* **YOUR OBJECTIVE**: Rewrite all of the records below so that every "photo" becomes "image", with nothing else changed, and leave the pictures out of your answer.

* **DATA FOR THE TASK**:
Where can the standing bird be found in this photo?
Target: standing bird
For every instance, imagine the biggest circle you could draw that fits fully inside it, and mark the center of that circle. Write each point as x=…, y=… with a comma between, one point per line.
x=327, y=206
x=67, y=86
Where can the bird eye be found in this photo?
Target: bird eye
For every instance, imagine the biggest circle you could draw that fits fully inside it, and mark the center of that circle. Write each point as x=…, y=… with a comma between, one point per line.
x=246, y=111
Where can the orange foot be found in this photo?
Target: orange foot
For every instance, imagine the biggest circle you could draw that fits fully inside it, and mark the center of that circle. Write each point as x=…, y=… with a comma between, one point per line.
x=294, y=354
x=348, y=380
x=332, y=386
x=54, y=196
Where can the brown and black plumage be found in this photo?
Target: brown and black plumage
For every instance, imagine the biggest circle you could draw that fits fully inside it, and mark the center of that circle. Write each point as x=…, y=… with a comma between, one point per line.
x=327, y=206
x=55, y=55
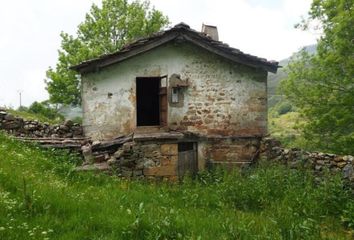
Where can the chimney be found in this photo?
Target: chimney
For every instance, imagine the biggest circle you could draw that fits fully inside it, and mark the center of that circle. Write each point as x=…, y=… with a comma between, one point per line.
x=211, y=31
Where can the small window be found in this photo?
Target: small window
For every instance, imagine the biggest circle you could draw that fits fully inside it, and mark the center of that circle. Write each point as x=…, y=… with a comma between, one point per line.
x=174, y=95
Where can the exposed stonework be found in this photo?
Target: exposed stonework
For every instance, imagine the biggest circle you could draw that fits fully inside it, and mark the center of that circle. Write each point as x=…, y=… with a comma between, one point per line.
x=221, y=99
x=30, y=128
x=143, y=159
x=271, y=150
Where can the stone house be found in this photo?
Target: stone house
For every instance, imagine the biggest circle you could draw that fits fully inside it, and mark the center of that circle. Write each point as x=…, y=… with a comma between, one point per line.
x=187, y=99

* **REPLY**:
Where can the standing bird be found in this image?
Target: standing bird
For every instance, imagine the biggest circle you could draw that fits fully inside it, and mark the center of that circle. Write each point as x=…, y=… with a comma between, one point per line.
x=327, y=206
x=67, y=86
Where can the bird eye be found in this image?
Target: bird eye
For every instance, imagine the biggest circle you could draw that fits fully inside it, and mark the center of that circle. Write each point as x=…, y=… with a comma between, one point per line.
x=246, y=111
Where can the orange foot be found in this image?
Target: orange foot
For every instance, imagine the biggest circle you could draw that fits fully inside it, and mark the center of that circle. Write each point as x=…, y=… with a comma between, one point per line.
x=294, y=354
x=348, y=380
x=332, y=386
x=54, y=196
Where can the brown and black plumage be found in this image?
Target: brown and black plumage
For every instance, imagine the biggest circle you could draw that fits fully inside it, and mark the center of that circle. Write each point as x=…, y=… with a comma between, one point per line.
x=327, y=206
x=55, y=55
Where can the chimney be found in this image?
Target: chimney
For every instance, imagine the biggest circle you could draw that fits fully inside it, and mark the center of that circle. Write each point as x=…, y=… with a comma between, one point per line.
x=211, y=31
Where can the small window be found in this image?
Target: small window
For every instance, imagine the biggest circle you could draw that fits fully inside it, and mark the center of that circle. Write each point as x=…, y=… with a comma between, one point per line.
x=174, y=95
Where can the exposed stonework be found in this image?
Target: exposed stonework
For every instance, imagine the biggest circle you could draw that fits fully inside it, and mark the center of that circle. Write each point as x=…, y=… with a comma between, one point per line.
x=221, y=99
x=30, y=128
x=143, y=159
x=271, y=150
Where can the stone house be found in this image?
Target: stone house
For every instance, imagine the biggest circle you could draw that fits fully inside it, and mark the center of that circle. Write each point as x=…, y=… with a comma between, one point per line.
x=187, y=99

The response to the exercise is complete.